### Texte fourni
▼
L'interview de Frédéric GAILLARD, auteur et membre du comité de présélection du Prix de la nouvelle humoristique 2016.

 

Auteur de nouvelles à l'humour grinçant, Frédéric Gaillard a répondu oui quand Libres Plumes lui a proposé de rejoindre le comité de présélection du Prix 2017.

Trois mois après avoir reçu les nouvelles et en préambule aux choix du comité, il revient sur sa participation et la lecture des nouvelles humoristiques reçues cette année.  

Frédéric Gaillard, vous avez lu les 102 nouvelles reçues en 2016 pour le prix 2017. Qu'est-ce qui a motivé votre participation au comité de présélection de cette  année ?

Tout d’abord la pauvreté des écrits des autres prix de cette rentrée littéraire : le Faminé, le Congourd, le Renaudouze, et j’en passe. Je dois d’ailleurs signaler à leur sujet qu’aucun de mes récents ouvrages n’était en lice à ces prestifgieux prix. Ce que je considère comme un véritable boycott intellectuel de mon œuvre, même si ma participation aurait tué dans l’œuf les susdites compétitions, à mon avantage. C’est aussi pour cela que j’ai refusé d’intégrer leurs jurys, malgré leurs supplications, refusé de passer des soirées mondaines à boire du champagne, manger de la coke et sniffer du caviar dans les beaux salons de l’intellectentia de la Capitale. Mis à l’index et n’ayant plus rien à lire ni à leur dire, je me suis penché sur ce prix-ci, malgré ma sciatique.
▲
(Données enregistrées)
▼
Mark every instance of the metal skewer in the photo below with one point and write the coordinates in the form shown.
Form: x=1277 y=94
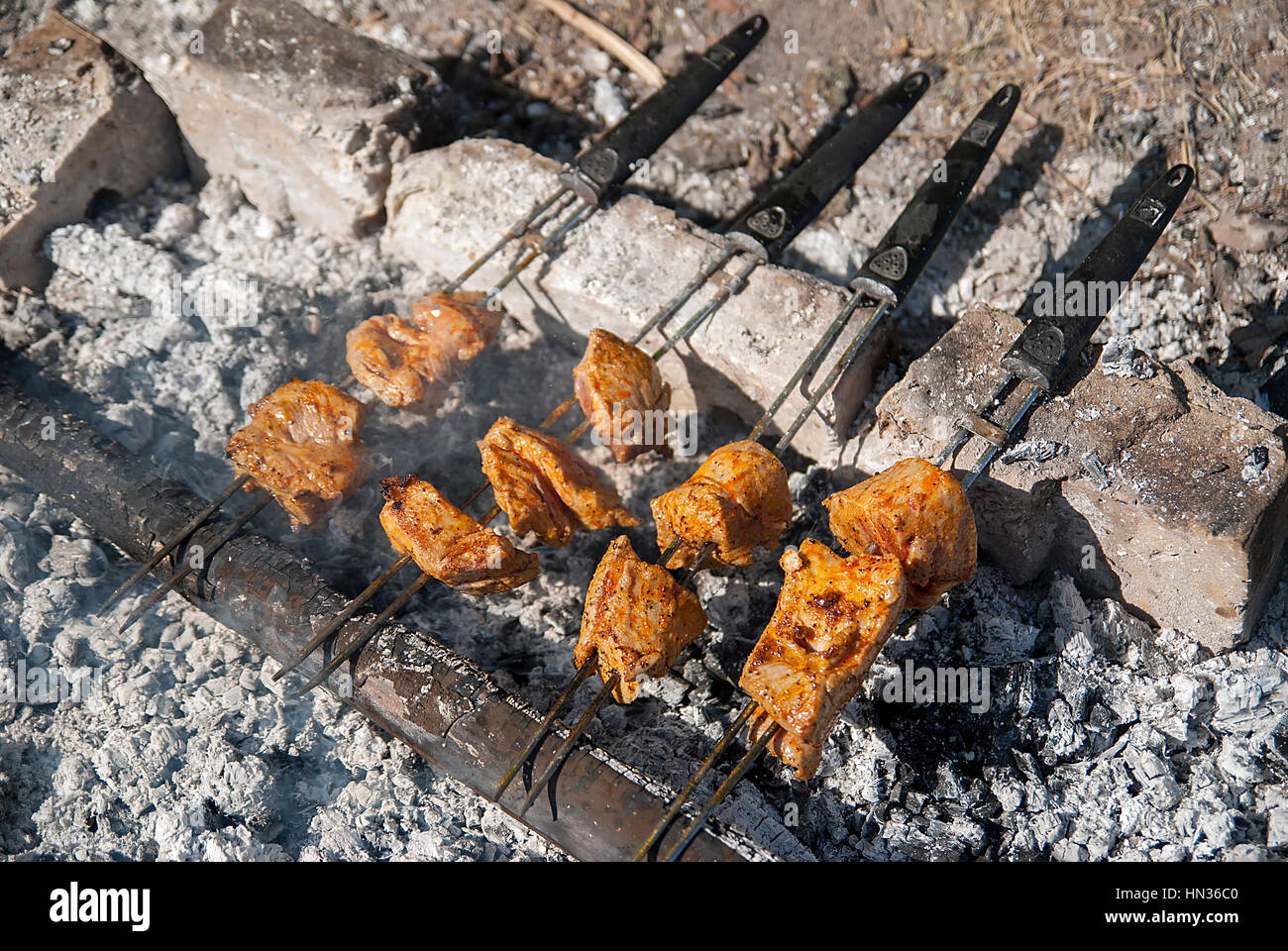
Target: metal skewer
x=593 y=178
x=745 y=765
x=604 y=692
x=1039 y=359
x=183 y=571
x=368 y=633
x=932 y=209
x=692 y=785
x=516 y=231
x=339 y=620
x=765 y=228
x=175 y=540
x=574 y=735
▲
### Tâches à faire
a – Dans l'interview de Frédéric Gaillard, combien de nouvelles a-t-il lues pour le comité de présélection ?
b – Recopiez à l'identique le passage de l'interview de Frédéric Gaillard qui va de "Frédéric Gaillard, vous" à "cette  année ?".
c – Poursuivez l'interview de Frédéric Gaillard à partir de l'endroit où elle s'arrête.

### Réponses
a – Il a lu 102 nouvelles.

b –
Frédéric Gaillard, vous avez lu les 102 nouvelles reçues en 2016 pour le prix 2017. Qu'est-ce qui a motivé votre participation au comité de présélection de cette  année ?

c –
Ensuite, cela me donnait l’opportunité, après avoir participé à moult concours de l’autre côté de l’enveloppe, de découvrir l’envers du rideau des coulisses du décor, ce qui se tramait du côté de ceux que tout écrivain peut tour à tour maudire ou encenser, tantôt dieux s’ils nous sacrent tels, tantôt démons dès qu’ils nous plongent dans des enfers de dévalorisation par une simple lettre de refus, le plus souvent non argumentée. Je pouvais enfin comprendre ces fameux critères d’évaluation, de sélection des textes, attendus par les sacro-saints jurys, les appliquer à mes nouvelles (erreur grave) et pleurer en secret dans mon bureau, la tête dans les mains en ruminant mes échecs passés (aveu contrit).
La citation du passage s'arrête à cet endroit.